*Extracted material:*

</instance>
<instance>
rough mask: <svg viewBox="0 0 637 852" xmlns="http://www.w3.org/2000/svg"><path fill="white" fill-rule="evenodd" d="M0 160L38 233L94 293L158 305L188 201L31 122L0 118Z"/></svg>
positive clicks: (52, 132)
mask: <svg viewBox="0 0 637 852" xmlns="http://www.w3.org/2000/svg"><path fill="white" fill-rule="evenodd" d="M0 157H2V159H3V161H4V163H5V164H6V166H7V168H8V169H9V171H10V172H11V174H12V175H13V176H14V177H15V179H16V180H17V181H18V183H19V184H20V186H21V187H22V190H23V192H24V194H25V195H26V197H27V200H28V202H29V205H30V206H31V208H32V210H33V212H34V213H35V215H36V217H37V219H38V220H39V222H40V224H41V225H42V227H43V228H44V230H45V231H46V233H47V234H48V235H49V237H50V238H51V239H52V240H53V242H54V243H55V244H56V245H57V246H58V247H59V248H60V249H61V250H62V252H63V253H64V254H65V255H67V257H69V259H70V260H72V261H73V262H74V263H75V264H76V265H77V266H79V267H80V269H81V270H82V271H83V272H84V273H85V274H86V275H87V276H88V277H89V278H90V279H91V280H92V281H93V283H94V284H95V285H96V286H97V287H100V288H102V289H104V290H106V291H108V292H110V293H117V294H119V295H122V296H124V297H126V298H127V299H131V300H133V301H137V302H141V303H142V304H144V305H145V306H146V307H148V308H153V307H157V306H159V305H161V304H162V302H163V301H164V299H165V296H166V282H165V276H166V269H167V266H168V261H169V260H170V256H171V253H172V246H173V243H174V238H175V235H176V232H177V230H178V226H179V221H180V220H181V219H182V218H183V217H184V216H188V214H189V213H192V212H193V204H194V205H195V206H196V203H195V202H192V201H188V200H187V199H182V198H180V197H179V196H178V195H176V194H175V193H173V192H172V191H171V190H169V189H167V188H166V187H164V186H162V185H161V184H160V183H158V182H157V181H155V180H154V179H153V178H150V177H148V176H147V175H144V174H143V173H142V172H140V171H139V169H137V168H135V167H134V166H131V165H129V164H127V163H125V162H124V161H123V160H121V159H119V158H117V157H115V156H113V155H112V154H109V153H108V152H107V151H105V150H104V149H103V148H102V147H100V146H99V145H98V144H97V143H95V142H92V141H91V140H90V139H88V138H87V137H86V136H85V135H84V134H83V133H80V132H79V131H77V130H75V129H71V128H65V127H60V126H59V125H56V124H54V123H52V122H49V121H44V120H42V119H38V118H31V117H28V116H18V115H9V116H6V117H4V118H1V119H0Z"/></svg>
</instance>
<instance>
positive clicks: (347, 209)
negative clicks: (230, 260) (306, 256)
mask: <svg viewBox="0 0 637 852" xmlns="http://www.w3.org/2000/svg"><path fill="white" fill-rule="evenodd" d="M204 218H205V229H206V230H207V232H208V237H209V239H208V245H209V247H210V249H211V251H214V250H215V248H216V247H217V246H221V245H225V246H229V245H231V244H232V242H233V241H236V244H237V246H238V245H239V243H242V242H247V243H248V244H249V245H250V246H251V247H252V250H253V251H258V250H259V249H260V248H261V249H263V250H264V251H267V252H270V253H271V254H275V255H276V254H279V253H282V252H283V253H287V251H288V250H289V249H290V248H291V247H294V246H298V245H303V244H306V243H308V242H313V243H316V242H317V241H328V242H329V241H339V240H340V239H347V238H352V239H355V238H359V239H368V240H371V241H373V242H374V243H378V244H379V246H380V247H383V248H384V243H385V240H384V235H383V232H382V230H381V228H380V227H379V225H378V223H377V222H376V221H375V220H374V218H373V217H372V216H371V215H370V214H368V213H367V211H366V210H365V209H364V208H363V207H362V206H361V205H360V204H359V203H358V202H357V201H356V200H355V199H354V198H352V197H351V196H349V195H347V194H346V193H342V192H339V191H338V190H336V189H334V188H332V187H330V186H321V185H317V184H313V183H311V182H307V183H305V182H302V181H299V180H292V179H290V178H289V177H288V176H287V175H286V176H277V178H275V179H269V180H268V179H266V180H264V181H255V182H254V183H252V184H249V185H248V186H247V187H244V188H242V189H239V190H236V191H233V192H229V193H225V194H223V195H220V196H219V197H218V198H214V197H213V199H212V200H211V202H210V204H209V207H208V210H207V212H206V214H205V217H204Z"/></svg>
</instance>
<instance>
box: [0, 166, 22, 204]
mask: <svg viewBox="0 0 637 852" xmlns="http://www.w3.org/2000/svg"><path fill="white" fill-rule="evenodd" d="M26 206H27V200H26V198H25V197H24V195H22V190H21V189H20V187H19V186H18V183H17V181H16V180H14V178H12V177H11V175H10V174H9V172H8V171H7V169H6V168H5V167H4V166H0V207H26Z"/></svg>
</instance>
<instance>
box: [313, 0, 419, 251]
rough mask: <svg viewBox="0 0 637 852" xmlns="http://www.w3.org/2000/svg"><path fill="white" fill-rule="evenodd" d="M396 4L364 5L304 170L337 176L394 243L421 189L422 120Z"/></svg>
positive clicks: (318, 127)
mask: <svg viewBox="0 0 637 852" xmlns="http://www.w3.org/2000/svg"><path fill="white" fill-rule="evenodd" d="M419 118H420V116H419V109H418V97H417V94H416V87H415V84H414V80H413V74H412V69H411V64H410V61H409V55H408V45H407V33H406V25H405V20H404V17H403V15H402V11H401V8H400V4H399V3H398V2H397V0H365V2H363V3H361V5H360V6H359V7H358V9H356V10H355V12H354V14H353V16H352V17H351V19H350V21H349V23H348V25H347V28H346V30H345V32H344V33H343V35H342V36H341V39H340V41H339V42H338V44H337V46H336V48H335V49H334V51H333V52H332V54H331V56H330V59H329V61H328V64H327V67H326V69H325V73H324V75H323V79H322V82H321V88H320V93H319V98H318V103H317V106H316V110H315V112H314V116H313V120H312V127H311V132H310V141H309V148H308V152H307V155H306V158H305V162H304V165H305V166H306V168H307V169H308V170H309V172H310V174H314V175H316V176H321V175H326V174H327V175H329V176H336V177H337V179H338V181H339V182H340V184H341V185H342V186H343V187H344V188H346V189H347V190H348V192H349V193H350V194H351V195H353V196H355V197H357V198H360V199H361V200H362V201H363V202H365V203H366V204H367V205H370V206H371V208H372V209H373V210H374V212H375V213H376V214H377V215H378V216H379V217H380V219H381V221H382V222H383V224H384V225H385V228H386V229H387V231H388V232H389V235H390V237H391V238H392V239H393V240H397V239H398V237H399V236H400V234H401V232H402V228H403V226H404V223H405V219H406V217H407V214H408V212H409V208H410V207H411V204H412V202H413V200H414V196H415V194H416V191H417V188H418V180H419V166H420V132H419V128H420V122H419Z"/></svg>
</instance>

*What the task asks:* Give the complete listing a second time, exactly as it reads.

*Exercise response:*
</instance>
<instance>
rough mask: <svg viewBox="0 0 637 852" xmlns="http://www.w3.org/2000/svg"><path fill="white" fill-rule="evenodd" d="M0 160L38 233L94 293L158 305L188 201L31 122L0 118Z"/></svg>
positive clicks: (52, 132)
mask: <svg viewBox="0 0 637 852" xmlns="http://www.w3.org/2000/svg"><path fill="white" fill-rule="evenodd" d="M0 157H2V159H3V161H4V163H5V164H6V166H7V168H8V169H9V171H10V172H11V174H12V175H13V176H14V177H15V179H16V180H17V181H18V183H19V184H20V186H21V187H22V190H23V192H24V194H25V195H26V197H27V200H28V202H29V205H30V206H31V208H32V210H33V212H34V213H35V215H36V217H37V219H38V220H39V222H40V224H41V225H42V227H43V228H44V230H45V231H46V233H47V234H48V235H49V237H50V238H51V239H52V240H53V242H54V243H55V244H56V245H57V246H58V247H59V248H60V249H61V250H62V252H63V253H64V254H65V255H67V257H69V259H70V260H72V261H73V262H74V263H75V264H76V265H77V266H79V267H80V269H81V270H82V271H83V272H84V273H85V274H86V275H87V276H88V277H89V278H90V279H91V280H92V281H93V283H94V284H95V285H96V286H97V287H100V288H102V289H104V290H106V291H108V292H110V293H117V294H119V295H122V296H124V297H126V298H127V299H131V300H133V301H137V302H141V303H142V304H144V305H145V306H146V307H148V308H153V307H157V306H159V305H161V304H162V302H163V301H164V299H165V296H166V282H165V276H166V269H167V266H168V261H169V260H170V256H171V253H172V246H173V243H174V238H175V235H176V232H177V230H178V226H179V221H180V220H181V219H182V218H183V217H184V216H188V214H189V213H192V212H193V204H194V205H195V206H196V203H195V202H192V201H188V200H187V199H182V198H180V197H179V196H178V195H176V194H175V193H173V192H172V191H171V190H169V189H167V188H166V187H164V186H162V185H161V184H160V183H158V182H157V181H155V180H154V179H153V178H150V177H148V176H147V175H144V174H143V173H142V172H140V171H139V169H137V168H135V167H134V166H131V165H129V164H127V163H125V162H124V161H123V160H121V159H119V158H117V157H115V156H113V155H112V154H109V153H108V152H107V151H105V150H104V149H103V148H102V147H100V146H99V145H98V144H97V143H95V142H92V141H91V140H90V139H88V138H87V137H86V136H85V135H84V134H83V133H80V132H79V131H77V130H75V129H71V128H65V127H60V126H59V125H56V124H54V123H52V122H49V121H44V120H42V119H38V118H31V117H28V116H18V115H9V116H6V117H4V118H1V119H0Z"/></svg>
</instance>
<instance>
positive clicks: (347, 209)
negative clicks: (230, 260) (306, 256)
mask: <svg viewBox="0 0 637 852" xmlns="http://www.w3.org/2000/svg"><path fill="white" fill-rule="evenodd" d="M204 218H205V229H206V230H207V232H208V237H209V239H208V245H209V247H210V249H211V251H214V250H215V248H216V247H217V246H221V245H225V246H229V245H231V244H232V242H233V241H236V244H237V246H238V245H239V243H242V242H247V243H248V244H249V245H250V246H251V247H252V250H253V251H258V250H259V249H260V248H261V249H263V250H264V251H267V252H270V253H271V254H275V255H276V254H279V253H282V252H283V253H287V251H288V250H289V249H290V248H291V247H294V246H298V245H303V244H306V243H308V242H313V243H316V242H317V241H328V242H329V241H339V240H340V239H347V238H352V239H355V238H359V239H368V240H371V241H373V242H374V243H378V244H379V246H380V247H383V248H384V243H385V240H384V235H383V232H382V230H381V228H380V227H379V225H378V223H377V222H376V221H375V220H374V218H373V217H372V216H371V215H370V214H368V213H367V211H366V210H365V209H364V208H363V207H362V206H361V205H360V204H359V203H358V202H357V201H356V200H355V199H354V198H352V197H351V196H349V195H347V194H346V193H342V192H339V191H338V190H336V189H334V188H332V187H330V186H321V185H317V184H313V183H311V182H307V183H305V182H302V181H299V180H292V179H290V178H289V177H288V176H287V175H286V176H277V178H275V179H269V180H268V179H266V180H264V181H255V182H254V183H252V184H249V185H248V186H247V187H244V188H242V189H239V190H236V191H233V192H229V193H225V194H223V195H220V196H219V197H218V198H214V197H213V199H212V200H211V202H210V204H209V207H208V210H207V212H206V214H205V217H204Z"/></svg>
</instance>
<instance>
box: [0, 166, 22, 204]
mask: <svg viewBox="0 0 637 852" xmlns="http://www.w3.org/2000/svg"><path fill="white" fill-rule="evenodd" d="M26 206H27V200H26V198H25V197H24V195H22V190H21V189H20V187H19V186H18V183H17V181H16V180H14V178H12V177H11V175H10V174H9V172H8V171H7V169H6V168H5V167H4V166H0V207H26Z"/></svg>
</instance>
<instance>
box: [313, 0, 419, 251]
rough mask: <svg viewBox="0 0 637 852" xmlns="http://www.w3.org/2000/svg"><path fill="white" fill-rule="evenodd" d="M396 4L364 5L304 170L337 176L394 243L421 189L422 120Z"/></svg>
positive clicks: (318, 127)
mask: <svg viewBox="0 0 637 852" xmlns="http://www.w3.org/2000/svg"><path fill="white" fill-rule="evenodd" d="M419 118H420V116H419V109H418V97H417V94H416V87H415V84H414V80H413V74H412V69H411V64H410V61H409V55H408V45H407V33H406V25H405V20H404V17H403V15H402V11H401V8H400V4H399V3H398V2H397V0H365V2H363V3H361V5H360V6H359V7H358V9H356V10H355V12H354V14H353V16H352V17H351V19H350V21H349V23H348V25H347V28H346V30H345V32H344V33H343V35H342V36H341V39H340V41H339V42H338V44H337V46H336V48H335V49H334V51H333V52H332V54H331V56H330V59H329V61H328V64H327V67H326V69H325V73H324V75H323V79H322V82H321V88H320V93H319V98H318V103H317V106H316V110H315V112H314V116H313V120H312V127H311V132H310V141H309V148H308V152H307V155H306V158H305V162H304V165H305V166H306V168H307V169H308V170H309V172H310V174H314V175H316V176H321V175H326V174H327V175H329V176H336V177H337V179H338V181H339V182H340V184H341V185H342V186H343V187H344V188H346V189H347V190H348V192H349V193H350V194H351V195H353V196H355V197H357V198H360V199H361V200H362V201H363V202H365V203H366V204H367V205H370V206H371V208H372V209H373V210H374V212H375V213H376V214H377V215H378V216H379V217H380V219H381V221H382V222H383V224H384V225H385V228H386V229H387V231H388V232H389V235H390V237H391V238H392V239H393V240H397V239H398V237H399V236H400V234H401V232H402V228H403V226H404V223H405V219H406V217H407V214H408V212H409V208H410V207H411V204H412V202H413V200H414V196H415V194H416V191H417V188H418V180H419V166H420V132H419V128H420V122H419Z"/></svg>
</instance>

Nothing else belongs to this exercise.